Count the lines of the records below that contain the string "person", treating case as significant. Give only the number.

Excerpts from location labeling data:
__________
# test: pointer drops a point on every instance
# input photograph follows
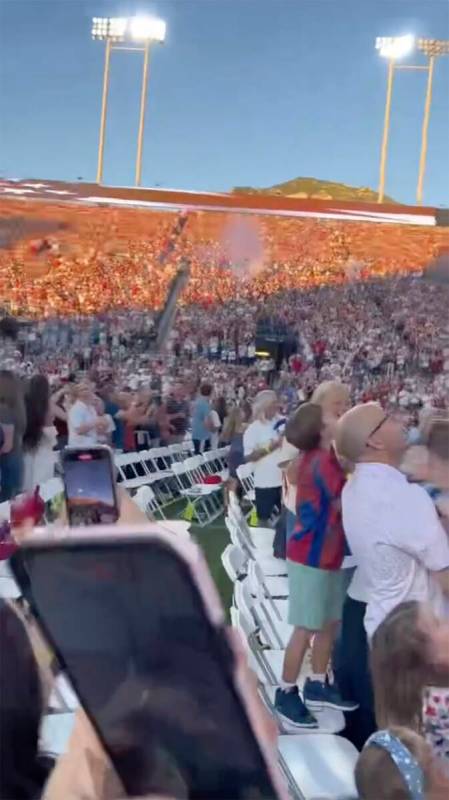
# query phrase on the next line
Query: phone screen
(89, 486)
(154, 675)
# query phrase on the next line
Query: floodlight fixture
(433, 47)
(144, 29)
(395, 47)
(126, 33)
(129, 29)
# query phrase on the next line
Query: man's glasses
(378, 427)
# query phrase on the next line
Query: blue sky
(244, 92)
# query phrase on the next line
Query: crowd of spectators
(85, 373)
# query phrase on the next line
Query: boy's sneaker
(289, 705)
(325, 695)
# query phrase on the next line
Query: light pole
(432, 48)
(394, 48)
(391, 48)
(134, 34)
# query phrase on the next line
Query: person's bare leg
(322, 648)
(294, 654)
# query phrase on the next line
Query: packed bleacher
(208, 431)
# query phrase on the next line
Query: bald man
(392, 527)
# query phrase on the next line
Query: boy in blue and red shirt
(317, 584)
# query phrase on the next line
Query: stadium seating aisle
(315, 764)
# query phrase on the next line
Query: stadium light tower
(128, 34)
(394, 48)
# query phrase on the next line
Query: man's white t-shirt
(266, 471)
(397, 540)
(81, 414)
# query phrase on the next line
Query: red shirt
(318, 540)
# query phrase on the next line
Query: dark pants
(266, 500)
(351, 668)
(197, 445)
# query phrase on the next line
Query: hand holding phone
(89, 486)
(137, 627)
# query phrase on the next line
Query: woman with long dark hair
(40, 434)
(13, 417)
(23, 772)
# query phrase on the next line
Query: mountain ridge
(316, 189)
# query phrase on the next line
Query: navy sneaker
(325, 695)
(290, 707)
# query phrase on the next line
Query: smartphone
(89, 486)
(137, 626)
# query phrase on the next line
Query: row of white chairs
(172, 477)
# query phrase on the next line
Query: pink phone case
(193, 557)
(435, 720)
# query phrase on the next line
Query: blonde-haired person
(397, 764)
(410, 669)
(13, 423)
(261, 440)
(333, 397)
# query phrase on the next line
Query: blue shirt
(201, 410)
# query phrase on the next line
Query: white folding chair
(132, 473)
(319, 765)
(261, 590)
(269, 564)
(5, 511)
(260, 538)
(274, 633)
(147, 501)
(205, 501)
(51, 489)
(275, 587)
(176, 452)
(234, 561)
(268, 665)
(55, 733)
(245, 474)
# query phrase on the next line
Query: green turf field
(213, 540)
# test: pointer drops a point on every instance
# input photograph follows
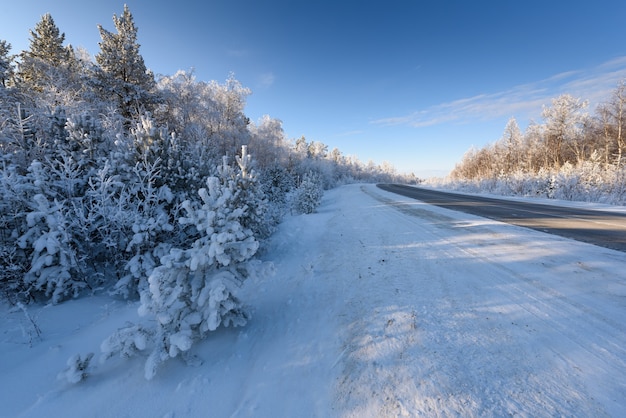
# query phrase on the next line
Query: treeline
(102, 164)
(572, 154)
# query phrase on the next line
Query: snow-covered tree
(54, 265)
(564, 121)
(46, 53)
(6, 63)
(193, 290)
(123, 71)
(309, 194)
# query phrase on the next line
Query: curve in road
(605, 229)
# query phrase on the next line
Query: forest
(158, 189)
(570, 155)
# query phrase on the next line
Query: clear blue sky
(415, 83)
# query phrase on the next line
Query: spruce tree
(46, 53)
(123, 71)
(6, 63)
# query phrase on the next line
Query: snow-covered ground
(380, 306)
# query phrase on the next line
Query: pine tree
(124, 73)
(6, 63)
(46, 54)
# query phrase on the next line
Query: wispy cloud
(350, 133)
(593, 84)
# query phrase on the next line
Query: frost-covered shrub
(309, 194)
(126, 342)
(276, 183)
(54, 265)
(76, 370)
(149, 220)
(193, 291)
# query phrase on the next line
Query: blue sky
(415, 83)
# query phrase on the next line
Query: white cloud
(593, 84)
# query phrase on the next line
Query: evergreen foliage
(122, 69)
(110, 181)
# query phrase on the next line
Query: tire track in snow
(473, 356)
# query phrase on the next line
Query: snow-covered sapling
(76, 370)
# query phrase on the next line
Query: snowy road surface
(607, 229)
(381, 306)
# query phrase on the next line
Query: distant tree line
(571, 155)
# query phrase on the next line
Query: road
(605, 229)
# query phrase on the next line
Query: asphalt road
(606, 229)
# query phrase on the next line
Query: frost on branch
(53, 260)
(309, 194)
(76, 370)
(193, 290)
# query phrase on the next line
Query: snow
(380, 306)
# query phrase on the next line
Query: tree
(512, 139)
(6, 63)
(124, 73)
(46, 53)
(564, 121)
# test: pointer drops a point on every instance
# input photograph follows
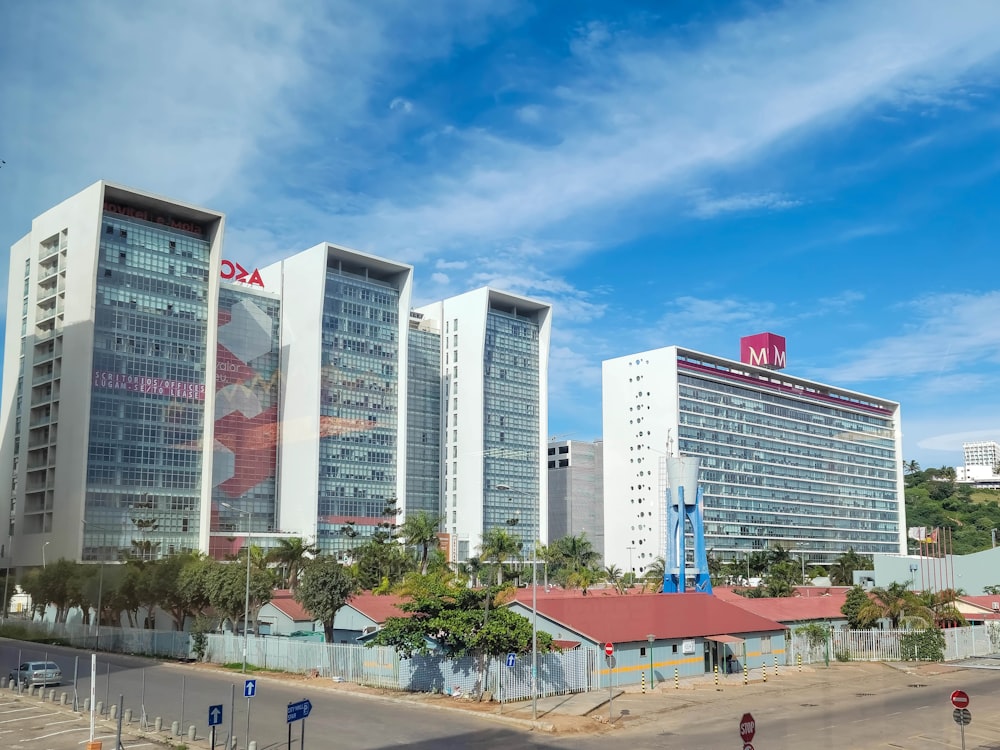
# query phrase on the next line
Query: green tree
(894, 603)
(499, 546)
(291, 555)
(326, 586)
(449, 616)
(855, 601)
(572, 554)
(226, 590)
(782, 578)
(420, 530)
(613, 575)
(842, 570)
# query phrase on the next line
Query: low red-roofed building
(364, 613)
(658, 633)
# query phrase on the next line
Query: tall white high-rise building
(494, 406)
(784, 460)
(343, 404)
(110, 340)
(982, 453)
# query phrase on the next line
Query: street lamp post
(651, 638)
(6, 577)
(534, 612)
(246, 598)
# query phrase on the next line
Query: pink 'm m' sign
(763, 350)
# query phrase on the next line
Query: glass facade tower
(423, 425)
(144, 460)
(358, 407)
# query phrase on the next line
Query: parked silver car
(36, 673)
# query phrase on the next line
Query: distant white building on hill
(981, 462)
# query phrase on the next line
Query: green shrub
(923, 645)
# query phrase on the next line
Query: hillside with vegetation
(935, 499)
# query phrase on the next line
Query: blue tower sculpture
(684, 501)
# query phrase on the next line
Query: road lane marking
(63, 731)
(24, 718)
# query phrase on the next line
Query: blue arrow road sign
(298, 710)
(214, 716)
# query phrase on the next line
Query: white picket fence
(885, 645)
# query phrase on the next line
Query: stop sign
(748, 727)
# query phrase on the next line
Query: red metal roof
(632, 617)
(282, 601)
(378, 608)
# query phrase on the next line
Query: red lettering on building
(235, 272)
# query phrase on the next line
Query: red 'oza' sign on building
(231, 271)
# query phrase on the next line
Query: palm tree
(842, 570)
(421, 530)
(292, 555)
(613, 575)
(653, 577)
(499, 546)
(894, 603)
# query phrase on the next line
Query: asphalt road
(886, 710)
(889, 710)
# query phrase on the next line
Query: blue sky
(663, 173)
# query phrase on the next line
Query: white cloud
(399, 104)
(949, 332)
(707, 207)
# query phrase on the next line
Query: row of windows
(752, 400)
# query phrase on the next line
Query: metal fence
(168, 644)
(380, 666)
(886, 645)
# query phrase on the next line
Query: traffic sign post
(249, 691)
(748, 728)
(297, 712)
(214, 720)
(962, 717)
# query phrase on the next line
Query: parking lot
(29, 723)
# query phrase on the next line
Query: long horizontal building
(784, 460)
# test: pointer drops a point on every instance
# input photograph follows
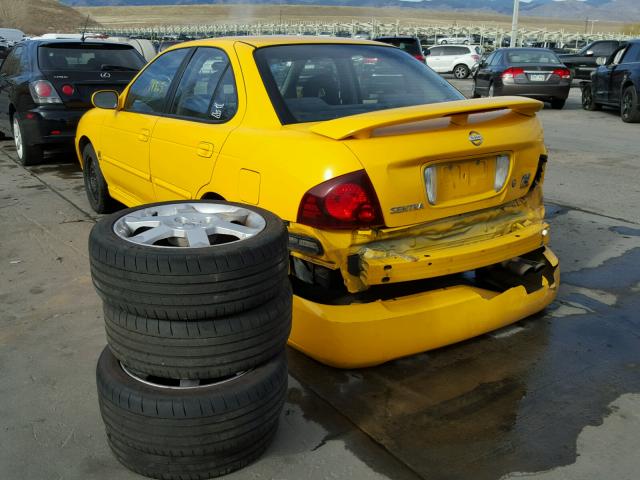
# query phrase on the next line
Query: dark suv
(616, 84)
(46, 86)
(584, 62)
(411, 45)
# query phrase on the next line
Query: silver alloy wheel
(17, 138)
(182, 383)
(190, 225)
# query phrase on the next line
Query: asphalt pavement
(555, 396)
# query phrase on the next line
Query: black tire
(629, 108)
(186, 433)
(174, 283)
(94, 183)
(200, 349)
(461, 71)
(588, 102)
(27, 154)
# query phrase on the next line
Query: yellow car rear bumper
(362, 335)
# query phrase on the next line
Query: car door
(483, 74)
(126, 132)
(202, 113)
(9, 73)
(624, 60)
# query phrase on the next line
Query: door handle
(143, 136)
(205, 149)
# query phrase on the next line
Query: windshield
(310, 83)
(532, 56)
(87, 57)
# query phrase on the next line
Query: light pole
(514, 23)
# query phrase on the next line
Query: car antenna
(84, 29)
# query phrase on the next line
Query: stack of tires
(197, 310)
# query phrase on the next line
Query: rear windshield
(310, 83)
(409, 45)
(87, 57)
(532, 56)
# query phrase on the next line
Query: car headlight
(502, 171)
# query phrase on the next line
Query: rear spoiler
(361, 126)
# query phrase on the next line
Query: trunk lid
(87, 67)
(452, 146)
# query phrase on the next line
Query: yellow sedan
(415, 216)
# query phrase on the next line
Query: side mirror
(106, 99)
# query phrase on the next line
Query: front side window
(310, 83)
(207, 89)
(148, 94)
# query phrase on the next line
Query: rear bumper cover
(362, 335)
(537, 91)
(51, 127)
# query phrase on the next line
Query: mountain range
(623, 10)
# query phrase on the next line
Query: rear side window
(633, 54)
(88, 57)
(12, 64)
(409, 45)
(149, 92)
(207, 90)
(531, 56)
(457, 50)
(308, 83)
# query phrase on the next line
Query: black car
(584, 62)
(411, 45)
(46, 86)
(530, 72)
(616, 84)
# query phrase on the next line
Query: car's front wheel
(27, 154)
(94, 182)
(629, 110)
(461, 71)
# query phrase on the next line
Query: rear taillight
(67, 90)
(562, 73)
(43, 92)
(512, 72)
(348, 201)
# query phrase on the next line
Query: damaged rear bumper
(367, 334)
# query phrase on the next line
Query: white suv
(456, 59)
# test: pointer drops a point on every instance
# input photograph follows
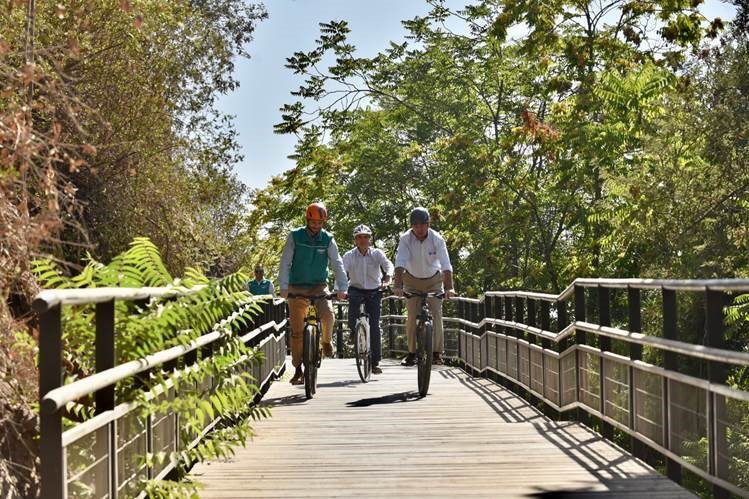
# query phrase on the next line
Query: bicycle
__________
Right answer:
2